Reproduce the listing below with each "single point" swapped for "single coordinate pair" and nothing else changed, omitting the picture lines.

• [Entries supplied]
________

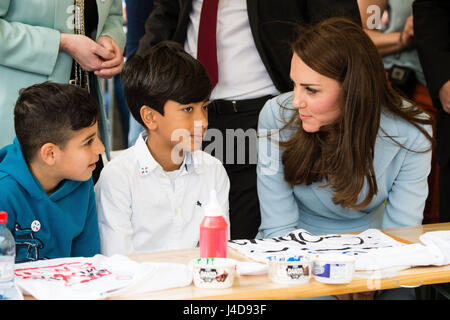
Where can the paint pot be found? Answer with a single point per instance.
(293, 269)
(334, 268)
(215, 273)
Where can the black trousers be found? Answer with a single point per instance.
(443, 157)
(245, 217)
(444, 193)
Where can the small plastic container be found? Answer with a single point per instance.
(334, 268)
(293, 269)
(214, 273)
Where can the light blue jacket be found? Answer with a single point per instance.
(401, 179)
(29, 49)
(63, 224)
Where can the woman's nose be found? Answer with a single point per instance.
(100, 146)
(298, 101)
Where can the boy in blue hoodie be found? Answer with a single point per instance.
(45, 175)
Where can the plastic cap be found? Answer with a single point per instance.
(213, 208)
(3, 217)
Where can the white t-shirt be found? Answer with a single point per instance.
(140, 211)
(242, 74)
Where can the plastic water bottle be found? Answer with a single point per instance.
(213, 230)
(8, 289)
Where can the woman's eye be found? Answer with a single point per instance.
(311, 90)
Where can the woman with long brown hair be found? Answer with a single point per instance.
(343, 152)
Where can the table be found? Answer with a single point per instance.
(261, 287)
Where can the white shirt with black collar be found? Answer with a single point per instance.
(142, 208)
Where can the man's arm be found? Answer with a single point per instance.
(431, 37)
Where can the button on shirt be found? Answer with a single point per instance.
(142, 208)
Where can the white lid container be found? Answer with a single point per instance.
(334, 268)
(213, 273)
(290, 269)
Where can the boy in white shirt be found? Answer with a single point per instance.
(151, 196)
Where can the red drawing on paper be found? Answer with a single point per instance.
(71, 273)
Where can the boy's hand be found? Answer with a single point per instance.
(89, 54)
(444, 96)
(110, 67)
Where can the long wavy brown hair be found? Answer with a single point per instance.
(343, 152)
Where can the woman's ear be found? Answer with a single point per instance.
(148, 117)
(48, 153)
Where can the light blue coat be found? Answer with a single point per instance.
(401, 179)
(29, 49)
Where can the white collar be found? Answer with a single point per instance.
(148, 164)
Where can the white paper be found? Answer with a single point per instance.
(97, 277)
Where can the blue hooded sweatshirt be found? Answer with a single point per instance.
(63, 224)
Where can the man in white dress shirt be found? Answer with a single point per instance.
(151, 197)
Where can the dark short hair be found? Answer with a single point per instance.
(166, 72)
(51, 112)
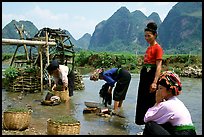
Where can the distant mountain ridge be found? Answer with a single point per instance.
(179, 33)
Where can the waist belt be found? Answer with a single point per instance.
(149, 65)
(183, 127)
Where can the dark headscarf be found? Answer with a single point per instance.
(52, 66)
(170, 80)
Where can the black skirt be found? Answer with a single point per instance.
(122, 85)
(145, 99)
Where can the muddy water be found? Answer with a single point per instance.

________

• [Full solution]
Where can the paint pot be found? Answer with a single coordinate pair per instance.
(293, 269)
(334, 268)
(215, 273)
Where can the black trousers be found? Answer with a single coordinate pair per instance.
(443, 157)
(245, 217)
(444, 193)
Where can the small plastic container be found? Answer with a single coordinate pair per instance.
(334, 268)
(293, 269)
(214, 273)
Where can the light blue jacket be found? Answer with a single coordinate pair per instance.
(401, 179)
(29, 49)
(63, 224)
Where can the woman's nose be found? Answer with a single coordinate pair per instance.
(100, 146)
(298, 101)
Where can the boy in blue hoodie be found? Answer with a single coordinate pair per instance.
(45, 175)
Where can the plastic cap be found? Answer with a single coordinate pair per instance.
(213, 208)
(3, 217)
Where can the white t-shirt be found? Answer with a single coordinate pair per instance.
(140, 211)
(242, 74)
Where can the plastic water bottle be found? Answer with a single coordinate pair per instance.
(213, 230)
(8, 289)
Where can the woman's eye be found? Answer with a single coordinate pair per instance.
(311, 90)
Where can the woman with long brown hair be found? Answer with a single coordinate pair per instance.
(343, 152)
Where can the table be found? Answer with a single coordinate pair per instance.
(261, 287)
Where can the white shirt with black collar be found? Answer with a single coordinate pair per instance.
(142, 208)
Where can the man's arm be found? Answer with a single coordinate pair per instance.
(431, 37)
Where can the button on shirt be found? Answer with a single coordinate pair per instance.
(142, 208)
Where can the white lid container be found? Answer with a single coordinate pair per instance.
(334, 268)
(213, 273)
(290, 269)
Where can the boy in white shirt be found? Answer with a single coordinate pair per instance.
(151, 196)
Where can the red drawing on paper be found? Answer with a single coordinate pair per instance.
(71, 273)
Where can the boy's hand be found? Answer with a single coordinate pair per instance.
(89, 54)
(444, 96)
(110, 67)
Where can the long wavy brown hair be found? Answer with a single coordinate pair per instance.
(343, 152)
Where can the woman's ear be found? Answer with a single coordinate pair per instance.
(148, 117)
(48, 153)
Where can the light blue coat be found? Answer with a single coordinate pair per instance.
(401, 179)
(29, 49)
Where can the white collar be found? Answer with a single coordinate pair per instance.
(148, 164)
Where can the white paper be found? Answer with a single coordinate pair per instance.
(97, 277)
Where can the blue hooded sweatshirt be found? Answer with a single coordinate pair per instance.
(63, 224)
Where can the man in white dress shirt be found? Answer with a single coordinate pair per instance.
(151, 197)
Where can the dark short hair be found? Answer with a single coordinate pair per instance.
(166, 72)
(51, 112)
Where can the distant mountain ridge be found? Answer with a single coordinate pair per instance.
(179, 33)
Where can the waist belt be found? Answer with a single coordinate pair per instance.
(149, 65)
(183, 127)
Where can the dark headscarf be found? Answer with a single coordinate pair per instance.
(52, 66)
(170, 80)
Where can the black skirt be found? Answer with a single coordinate pair per instance.
(122, 85)
(145, 99)
Where can the muddy water be found? Answer with a single coordinate pair per instance.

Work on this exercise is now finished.